Quoted passage>
Start

Though something similar (and more elegant) probably exists, the following suggestions have been written by Will Petillo.

Mission: While the natural sciences gain rapid progress in advancing humanity’s understanding of the world, the discipline of philosophy seems to spend a great deal of time floundering in idle speculation and endless arguments that shed more heat than light, especially in the areas of politics and religion. Through the Philosophic Method, it is my intention to develop a systematic means of answering the higher-level questions about the world with a level of efficiency comparable to that of the natural sciences.

Format: The Philosophic Method should be published in a hypertext format in order to accommodate all of the additions, deletions, and revisions that will be applied to it.

I. New theories can be brought into discussion by simply submitting an idea that has not yet been discussed on this venue. Once a theory is submitted, it remains until its validity, soundness, or coherency is successfully challenged.

II. Alternate theories to existing topics can be submitted in the same manner as above. It is not necessary to challenge an existing theory in order to submit a new one. The existence of opposing theories, however, should be seen as an invitation by others to challenge one of the theories or find a way to reconcile them.

III. If someone wishes to challenge the validity of a theory, it is not enough to simply assert that one disagrees; one must point out the logical fallacy in the challenged theory’s argument. If the contention is successful, then all parts of the theory that follow from the fallacy are sent to the “Philosophic Graveyard”, an archive where all failed theories are kept (along with the arguments that defeated them) in case someone finds a way to salvage them in whole or in part and also to prevent people from making the same mistakes over and over.

IV. If someone wishes to challenge the soundness of a theory, they must devise some form of experiment to test that theory. If the theory is demonstrated to be false, the theory is sent to the “Realm of Hypotheticals” (unless it has also been proved invalid, in which case it will go to the Graveyard), along with the results of the test, in case someone wishes to repeat the experiment. Results of testing will also be attached to a theory when it is not demonstrated to be false.

V. If someone wishes to challenge the coherency of a theory, an alternate presentation must be submitted. Simple grammatical and spelling errors can be fixed in whatever manner is most convenient and efficient. When two theories are reconciled as being different ways of saying the same thing, then the presentation that is more coherent will remain and the other will be deleted from the database (or the two can be combined if each is clearer in different areas). Judging coherency will require the attention of trained professionals. Some criteria might include:

  1. Simplicity of argument (unnecessary material should be minimized)

End

Excerpted records>
Start

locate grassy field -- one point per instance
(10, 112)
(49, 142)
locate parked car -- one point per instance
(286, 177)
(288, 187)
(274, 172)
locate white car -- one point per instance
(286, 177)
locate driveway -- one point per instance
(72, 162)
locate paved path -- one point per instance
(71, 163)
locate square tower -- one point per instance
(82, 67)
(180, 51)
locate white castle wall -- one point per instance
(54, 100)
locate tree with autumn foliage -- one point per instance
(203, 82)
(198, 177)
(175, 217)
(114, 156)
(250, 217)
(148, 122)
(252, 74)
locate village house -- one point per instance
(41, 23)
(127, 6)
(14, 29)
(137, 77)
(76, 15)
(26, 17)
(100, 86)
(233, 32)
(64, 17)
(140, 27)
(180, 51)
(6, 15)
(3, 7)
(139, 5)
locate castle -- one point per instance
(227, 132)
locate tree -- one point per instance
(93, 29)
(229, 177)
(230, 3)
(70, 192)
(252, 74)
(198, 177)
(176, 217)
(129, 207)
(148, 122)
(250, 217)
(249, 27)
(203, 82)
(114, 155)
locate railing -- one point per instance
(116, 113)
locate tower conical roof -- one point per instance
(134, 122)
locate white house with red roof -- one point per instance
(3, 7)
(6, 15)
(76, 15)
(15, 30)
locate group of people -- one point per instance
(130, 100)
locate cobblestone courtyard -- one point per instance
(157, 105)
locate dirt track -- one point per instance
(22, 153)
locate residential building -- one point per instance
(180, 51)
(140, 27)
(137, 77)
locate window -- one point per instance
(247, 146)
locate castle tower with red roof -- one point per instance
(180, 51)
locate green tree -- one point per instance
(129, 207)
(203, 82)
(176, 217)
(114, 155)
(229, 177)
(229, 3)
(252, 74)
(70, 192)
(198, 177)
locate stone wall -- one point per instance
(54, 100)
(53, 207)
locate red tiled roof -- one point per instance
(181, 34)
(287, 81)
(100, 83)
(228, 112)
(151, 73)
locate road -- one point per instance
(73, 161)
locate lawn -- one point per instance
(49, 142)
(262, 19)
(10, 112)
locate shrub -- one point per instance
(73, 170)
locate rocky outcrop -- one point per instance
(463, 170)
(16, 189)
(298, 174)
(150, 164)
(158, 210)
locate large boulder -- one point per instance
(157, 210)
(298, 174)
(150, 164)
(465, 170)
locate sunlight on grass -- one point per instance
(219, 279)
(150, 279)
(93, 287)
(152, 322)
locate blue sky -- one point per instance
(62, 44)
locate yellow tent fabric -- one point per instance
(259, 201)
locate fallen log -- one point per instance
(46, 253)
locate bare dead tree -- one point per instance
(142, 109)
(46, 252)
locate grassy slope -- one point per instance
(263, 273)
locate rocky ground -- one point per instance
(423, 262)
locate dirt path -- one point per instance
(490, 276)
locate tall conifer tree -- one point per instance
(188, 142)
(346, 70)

End
Start

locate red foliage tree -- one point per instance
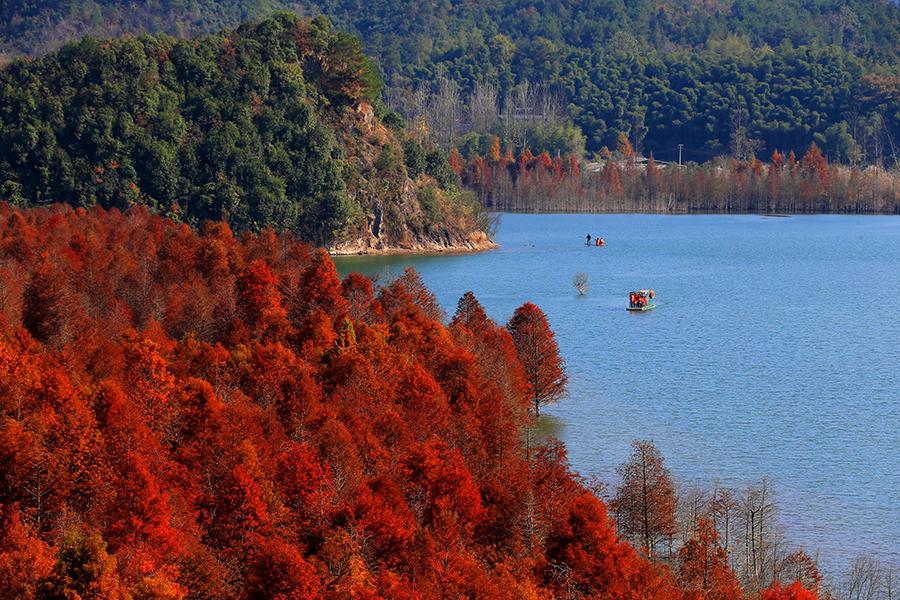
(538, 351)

End
Start

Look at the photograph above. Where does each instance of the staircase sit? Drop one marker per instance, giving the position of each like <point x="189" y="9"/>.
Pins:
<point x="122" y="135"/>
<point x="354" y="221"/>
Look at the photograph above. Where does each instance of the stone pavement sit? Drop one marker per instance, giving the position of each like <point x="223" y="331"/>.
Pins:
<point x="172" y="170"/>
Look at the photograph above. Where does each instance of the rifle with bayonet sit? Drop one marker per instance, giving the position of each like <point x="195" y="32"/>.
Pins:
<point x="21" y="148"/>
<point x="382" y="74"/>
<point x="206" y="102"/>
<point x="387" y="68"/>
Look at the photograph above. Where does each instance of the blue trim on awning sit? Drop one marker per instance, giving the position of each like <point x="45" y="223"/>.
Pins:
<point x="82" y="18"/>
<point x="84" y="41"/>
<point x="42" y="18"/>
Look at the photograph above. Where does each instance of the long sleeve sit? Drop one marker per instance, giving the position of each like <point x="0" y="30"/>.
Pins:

End

Extend the Philosophic Method proposal from its last sentence onward.

  2. Clarity in writing style.
  3. Engaging to the reader.
  4. Precision of language.
  5. Concreteness of expression.

VI. “Interesting Explanations” of existing topics—such as metaphors and analogies—can be submitted directly. These will be published alongside the topics they are about for anyone who is interested in reading them. “Interesting Explanations” will not be subject to the same level of logical scrutiny as the theories they are attached to—they cannot be challenged, but readers can rate them (so others can get a sense of whether the “Interesting Explanation” really is interesting enough to be worth reading) as well as discuss them (see IX). If a theory is challenged for coherency and loses because it is not expressed concretely (see V-5), then the losing theory will become an “Interesting Explanation” attached to the winning theory rather than being deleted altogether.

VII.* Each theory shall include a glossary at the end of the article where terms can be defined. Articles that use terms in nonstandard ways and don’t define them will be suspect.

VIII.* Each article will be prefaced by a list of all the premises and assumptions that it is based on. Articles that leave this section blank will be suspect.

IX. Links to discussion boards will be included wherever they are useful, including but not limited to: theories, “Interesting Explanations”, glossaries, and premise lists.

X.* To eliminate arbitrator bias, several venues following these ten guidelines will be maintained so that they can compete with each other. Distributors may restrict permission to submit articles in whatever manner they like, but all information published under the Philosophic Method will instantly be copyrighted into the public domain.


*Added by the suggestion of Nicholas Boydston.